— BEGIN Supplied information —
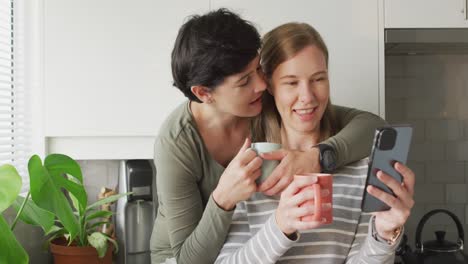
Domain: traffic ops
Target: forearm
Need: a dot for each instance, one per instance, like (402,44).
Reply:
(354,141)
(267,246)
(206,240)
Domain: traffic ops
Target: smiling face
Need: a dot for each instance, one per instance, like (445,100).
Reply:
(241,94)
(301,90)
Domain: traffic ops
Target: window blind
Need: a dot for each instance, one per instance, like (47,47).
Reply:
(15,132)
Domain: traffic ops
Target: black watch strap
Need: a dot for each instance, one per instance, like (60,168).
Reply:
(327,157)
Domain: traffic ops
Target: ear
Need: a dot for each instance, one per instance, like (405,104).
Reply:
(202,93)
(270,89)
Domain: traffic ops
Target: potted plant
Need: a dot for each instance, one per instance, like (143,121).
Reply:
(57,202)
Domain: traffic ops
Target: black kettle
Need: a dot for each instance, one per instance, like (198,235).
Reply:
(439,251)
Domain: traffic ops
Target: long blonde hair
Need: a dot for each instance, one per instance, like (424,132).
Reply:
(278,46)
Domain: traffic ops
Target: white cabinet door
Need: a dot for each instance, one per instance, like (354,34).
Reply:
(426,13)
(350,30)
(107,65)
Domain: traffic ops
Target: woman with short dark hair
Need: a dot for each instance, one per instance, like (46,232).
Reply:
(202,154)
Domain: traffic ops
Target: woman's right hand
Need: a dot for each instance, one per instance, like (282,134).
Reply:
(237,183)
(289,211)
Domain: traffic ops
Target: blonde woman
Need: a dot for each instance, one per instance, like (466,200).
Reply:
(298,114)
(203,166)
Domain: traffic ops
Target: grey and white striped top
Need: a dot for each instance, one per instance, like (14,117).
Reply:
(254,236)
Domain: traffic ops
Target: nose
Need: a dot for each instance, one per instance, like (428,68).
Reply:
(306,93)
(260,84)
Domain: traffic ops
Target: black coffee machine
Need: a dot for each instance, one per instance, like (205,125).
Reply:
(136,212)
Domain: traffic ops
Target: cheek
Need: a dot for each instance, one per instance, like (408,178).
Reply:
(323,93)
(283,101)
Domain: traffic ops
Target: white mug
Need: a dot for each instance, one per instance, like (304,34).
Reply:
(268,165)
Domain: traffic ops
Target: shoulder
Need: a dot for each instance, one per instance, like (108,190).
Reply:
(178,134)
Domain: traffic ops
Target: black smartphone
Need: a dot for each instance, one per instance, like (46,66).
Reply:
(391,144)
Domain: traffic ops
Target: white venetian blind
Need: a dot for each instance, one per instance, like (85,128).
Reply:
(15,132)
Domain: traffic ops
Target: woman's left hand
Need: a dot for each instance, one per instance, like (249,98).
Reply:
(292,162)
(400,206)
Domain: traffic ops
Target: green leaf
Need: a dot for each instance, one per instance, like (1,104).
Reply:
(33,214)
(46,191)
(97,214)
(109,199)
(54,233)
(53,230)
(10,186)
(99,242)
(11,249)
(94,225)
(58,165)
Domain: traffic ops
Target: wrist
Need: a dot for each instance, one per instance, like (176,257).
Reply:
(220,200)
(389,236)
(287,231)
(327,157)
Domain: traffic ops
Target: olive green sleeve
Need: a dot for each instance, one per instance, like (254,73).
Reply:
(196,232)
(355,135)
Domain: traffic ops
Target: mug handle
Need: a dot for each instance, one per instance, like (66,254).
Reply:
(317,202)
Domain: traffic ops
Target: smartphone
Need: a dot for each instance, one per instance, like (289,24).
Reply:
(391,144)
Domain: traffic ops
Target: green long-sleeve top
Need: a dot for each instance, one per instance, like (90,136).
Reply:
(189,225)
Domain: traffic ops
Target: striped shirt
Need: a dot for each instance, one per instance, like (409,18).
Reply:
(254,236)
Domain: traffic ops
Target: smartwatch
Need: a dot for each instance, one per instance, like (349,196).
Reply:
(327,157)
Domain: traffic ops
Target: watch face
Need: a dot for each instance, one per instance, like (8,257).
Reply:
(329,159)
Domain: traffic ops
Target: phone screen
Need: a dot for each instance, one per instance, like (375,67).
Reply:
(391,144)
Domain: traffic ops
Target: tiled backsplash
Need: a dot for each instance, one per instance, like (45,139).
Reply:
(96,174)
(430,92)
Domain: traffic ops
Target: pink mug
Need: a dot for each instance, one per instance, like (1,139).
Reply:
(324,182)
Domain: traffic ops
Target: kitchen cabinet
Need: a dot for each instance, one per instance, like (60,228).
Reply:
(426,14)
(350,30)
(107,74)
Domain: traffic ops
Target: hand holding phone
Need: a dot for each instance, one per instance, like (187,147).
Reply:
(391,144)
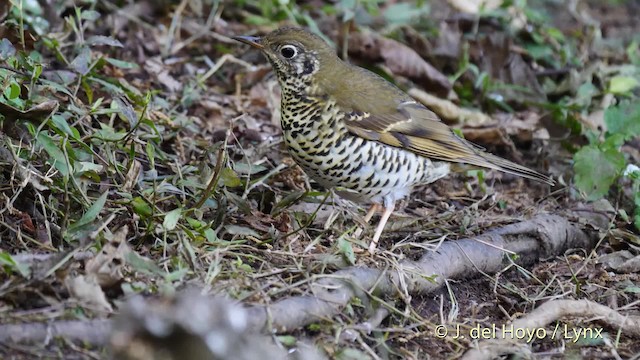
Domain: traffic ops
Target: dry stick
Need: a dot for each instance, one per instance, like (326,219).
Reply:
— END Supplied information —
### Task
Write out the listing above exactly as it stands, pictures excluded.

### Exercise solution
Domain: traffic ops
Target: forearm
Need: a dot for each instance, one per instance, like (402,44).
Reply:
(354,141)
(267,246)
(206,240)
Domain: traffic ops
Target: smiling face
Need: a dot for each instance, one per instance, like (445,100).
Reply:
(241,94)
(301,90)
Domain: traffic ops
Target: window blind
Need: a dot for each instance, one per instance, like (47,47).
Reply:
(15,132)
Domain: traffic ops
Target: black watch strap
Need: a dot for each instance, one per instance, like (60,168).
Reply:
(327,157)
Domain: traffic ops
Target: ear
Need: a dot for each instance, one per instance, like (405,104).
Reply:
(202,93)
(270,89)
Domain: traffic ops
Target: potted plant
Need: a dot for each instance, one per instance, like (143,121).
Reply:
(57,202)
Domain: traffic ops
Target: black kettle
Need: a dot for each instance, one per instance, like (198,235).
Reply:
(439,251)
Domain: traffic ops
Target: long blonde hair
Need: a dot for each instance, one per instance, like (424,132).
Reply:
(278,46)
Domain: traffic ops
Target: white cabinet door
Need: a dot for each instance, one per instance, like (354,34).
Reply:
(426,13)
(350,30)
(107,65)
Domain: traffic ops
Target: woman with short dark hair
Need: a dot for each instance, one per instance, like (46,232).
Reply:
(202,154)
Domain: traffic ops
Target: woman's right hand
Need: a dot for each instance, one per instance, like (282,134).
Reply:
(237,183)
(289,211)
Domain: traffic ops
Target: blonde woman
Need: a dot for each instance, one per instance, like (466,200).
Reply:
(298,114)
(203,166)
Domain: traffic ops
Target: grey and white striped top
Need: a dot for each instance, one per instance, like (14,117).
Reply:
(254,236)
Domain: traffic ops
Target: nose
Need: a dot for each instance, one per instance, like (428,68).
Reply:
(306,93)
(260,84)
Domain: traffic ops
Target: black coffee machine
Need: a dot for each instance, one per instance, like (205,125).
Reply:
(136,212)
Domain: traffic ops
Target: cheek
Need: a dot for each instance, one per instance, like (408,178).
Reply:
(323,93)
(283,101)
Domain: traffic ops
Target: white mug
Need: a dot for each instance, one per instance, like (304,34).
Reply:
(268,165)
Domain: traffic ops
Target: shoulder
Need: a dot for each instance, one per instance, like (108,190).
Reply:
(178,134)
Domain: traffic ops
Target: black smartphone
Need: a dot for each instance, one per instance, like (46,66).
Reply:
(391,144)
Domain: traffic ops
Target: white venetian blind
Need: a dot for each instance, one per instance, like (85,128).
Reply:
(15,132)
Domain: traffic ops
Target: woman's left hand
Need: a dot for each instance, one per instance, like (249,98).
Reply:
(292,162)
(400,206)
Domain: traffic ops
Target: green leaf
Need: a dot for each instance, one per instance, like (1,104).
Reply:
(33,214)
(46,191)
(97,214)
(109,199)
(54,233)
(53,230)
(10,186)
(99,242)
(11,249)
(94,225)
(58,165)
Domain: traffic ops
Target: wrist
Need: a dot for each instance, one per instance, like (176,257).
Reply:
(220,200)
(389,236)
(287,231)
(327,157)
Domain: traffic ops
Target: olive green sleeve
Need: a dot for each instance, one per instance, like (254,73).
Reply:
(196,232)
(355,135)
Domain: traffic ops
Target: mug handle
Need: a dot for each instance, one per instance, like (66,254).
Reply:
(317,202)
Domain: traffic ops
Target: smartphone
Need: a dot for each instance, one per instance, like (289,24).
Reply:
(391,144)
Domain: traffic ops
Target: green long-sleeve top
Need: a dot for each instance, one per instance, like (90,136).
Reply:
(189,225)
Domain: traffic ops
Target: striped shirt
Need: a dot for each instance, one per instance, like (409,18).
Reply:
(254,236)
Domain: traffic ops
Target: smartwatch
Need: a dot for each instance, one per instance, like (349,196).
Reply:
(327,157)
Domain: traffic ops
Target: watch face
Need: a dot for each instance, one per instance, like (8,257).
Reply:
(329,159)
Domain: traffic ops
Target: phone screen
Need: a dot for each instance, one per instance, like (375,67).
Reply:
(391,144)
Domain: traffic ops
Target: tiled backsplash
Need: a dot for each instance, one per instance, like (45,139).
Reply:
(96,174)
(430,92)
Domain: traffic ops
Target: pink mug
Need: a dot for each instance, one per instance, like (1,139).
Reply:
(324,182)
Domain: traffic ops
Target: kitchen cabinet
Need: a dot for each instance, one per instance, like (60,228).
Reply:
(426,14)
(350,30)
(107,74)
Domain: traffic ops
Target: hand holding phone
Need: a dot for each instance, one per instance, like (187,147).
Reply:
(391,144)
Domain: traffic ops
Target: dry stick
Need: a dot for each instance, one per instance, like (326,219).
Reply:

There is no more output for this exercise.